(Exercise task A) Give the rows as a numbered list, leaving out blank lines, from the first line of the rows through the line with "[199,0,262,156]". Omit the pictures.

2.3-5 : Referring back to the searching problem (see Exercise 2.1-3), observe that if the sequence A is sorted, we can check the midpoint of the sequence against v and elminate half of the sequence from further consideration. The binary search algorithm repeats this procedure, halving the size of the remaining portion of the sequence each time. Write pseudocode, either iterative or recursive, for binary search. Argue that the worst-case running time of binary search is Θ(lg(n)).
2.3-6 : Observe that the while loop of linees 5-7 of the INSERTION-SORT procedure in Section 2.1 uses a linear search to scan (backward) through the sorted subarray A[1..j-1]. Can we use a binary search (see Exercise 2.3-5) instead to improve the overall worst-case running time of insertion sort to Θ(nlg(n))?
No. Because we have to shift the bigger elements to the right. We can find the position to insert the key, but we anyway shift all the bigger elements to the right.
2.3-7 : Describe a Θ(nlg(n)) - time algorithm that, give a set S of n integers and another integer x, determines whether or not there exist two elements in S whose sum is exactly x.
Problems
2-1 Insertion sort on small arrays in merge sort
Although merge sort runs in Θ(nlg(n)) worst-case time and insertion sort runs in Θ(n^2) wost-cast time, the constant factors in insertion sort can make it faster in practice for small problem sizes on many machines. Thus, it make sense to coarsen the leaves of the recursion by using insertion sort within merge sort when subproblems become sufficiently small. Consider a modification to merge sort in which n/k sublists of length k are sorted using insertion sort and then merged using the standard merging mechanism, where k is a value to be determined.
I have to referred the solutions, because this kind of problems is hard for me.
a. Show that insertion sort can sort the n/k sublists, each of length k, in Θ(nk) worst-case time.
Insertion sort takes Θ(k^2) time per k-element in the worst case. Therefore, sorting n/k lists of k elements each takes Θ(k^2 n / k = Θ(nk) worst-case tiem
b. Show how to merge the sublists in Θ(nlg(n/k)) worst-case time.
Θ(n ㆍ(n/k)) = Θ(n^2 / k)
the n is from copying each element once into the result list, n/k from examining n/k lists at each step to select next itme for result list.
To achieve Θ(nlg(n/k)) - time merging, we merge the lists pairwise, then merge the resulting lists pairwise, and so on, until there's just one list. The pairwise merging requires Θ(n) work at each level, since we are still working on n elements, even if they are partitioned among sublists. The number of levels, starting with n/k lists (with k elements each) and finishing with 1 list (with n elements), is [lg(n/k)]. Therefore, the total running time for the merging is Θ(nlg(n/k)).

(Exercise task B) In the text on sorting algorithms, why can't binary search improve the worst-case running time of insertion sort to Θ(nlg(n))?

(Extracted information)
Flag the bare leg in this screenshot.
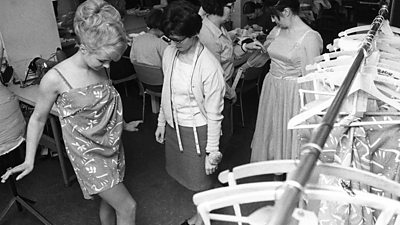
[99,199,117,225]
[99,183,136,225]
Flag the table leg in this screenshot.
[49,115,70,186]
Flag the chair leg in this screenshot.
[0,197,16,222]
[239,93,244,127]
[0,176,52,225]
[124,82,128,97]
[16,196,52,225]
[142,92,146,123]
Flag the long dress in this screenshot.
[56,70,125,199]
[251,29,322,162]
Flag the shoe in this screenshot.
[274,173,286,181]
[181,220,190,225]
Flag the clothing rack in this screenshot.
[268,4,389,225]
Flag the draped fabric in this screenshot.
[0,83,25,156]
[56,80,125,199]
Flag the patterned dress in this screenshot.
[56,71,125,199]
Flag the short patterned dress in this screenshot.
[56,70,125,199]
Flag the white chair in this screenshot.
[218,160,400,225]
[193,182,400,225]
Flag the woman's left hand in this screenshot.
[246,41,264,50]
[205,156,218,175]
[124,120,143,132]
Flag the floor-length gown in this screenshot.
[251,29,322,162]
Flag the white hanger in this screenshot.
[314,51,357,63]
[288,52,400,129]
[338,20,400,37]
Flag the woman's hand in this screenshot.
[155,126,165,144]
[1,162,33,183]
[245,41,264,50]
[124,120,143,132]
[205,156,218,175]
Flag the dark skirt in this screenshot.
[165,124,216,191]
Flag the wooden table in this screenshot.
[8,84,76,186]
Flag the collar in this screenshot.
[203,16,225,37]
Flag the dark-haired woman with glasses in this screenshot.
[155,1,225,225]
[199,0,262,156]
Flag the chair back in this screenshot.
[132,62,164,86]
[243,66,265,81]
[218,160,400,225]
[193,182,400,225]
[218,160,400,198]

(Right answer A)
1. Flag the bare leg in this screenshot.
2. [99,199,117,225]
3. [99,183,136,225]
4. Flag the table leg in this screenshot.
5. [49,115,70,186]
6. Flag the chair leg in this screenshot.
7. [0,197,16,222]
8. [239,93,244,127]
9. [0,176,52,225]
10. [124,82,128,97]
11. [16,196,52,225]
12. [142,92,146,123]
13. Flag the long dress in this screenshot.
14. [56,70,125,199]
15. [251,29,322,162]
16. Flag the shoe in this screenshot.
17. [274,173,286,181]
18. [181,220,190,225]
19. Flag the clothing rack in this screenshot.
20. [268,4,389,225]
21. Flag the draped fabric in this screenshot.
22. [0,83,25,156]
23. [56,80,125,199]
24. Flag the patterned dress in this screenshot.
25. [56,71,125,199]
26. Flag the short patterned dress in this screenshot.
27. [56,70,125,199]
28. Flag the white chair in this screenshot.
29. [218,160,400,225]
30. [193,182,400,225]
31. Flag the woman's left hand in this screenshot.
32. [246,41,264,50]
33. [205,156,218,175]
34. [124,120,143,132]
35. Flag the floor-length gown in this screenshot.
36. [251,29,322,162]
37. Flag the white hanger in this screenshot.
38. [314,51,357,63]
39. [288,52,400,129]
40. [338,20,400,37]
41. Flag the woman's hand in this screenshot.
42. [155,126,165,144]
43. [1,162,33,183]
44. [245,41,264,50]
45. [124,120,143,132]
46. [205,156,218,175]
47. Flag the dark skirt in this screenshot.
48. [165,124,216,191]
49. Flag the wooden table in this screenshot.
50. [8,84,76,186]
51. Flag the collar in this screenshot.
52. [203,16,225,37]
53. Flag the dark-haired woman with glasses in this screenshot.
54. [155,1,225,225]
55. [199,0,262,156]

(Right answer B) Even after binary search finds the position for the key, all the bigger elements still have to be shifted to the right.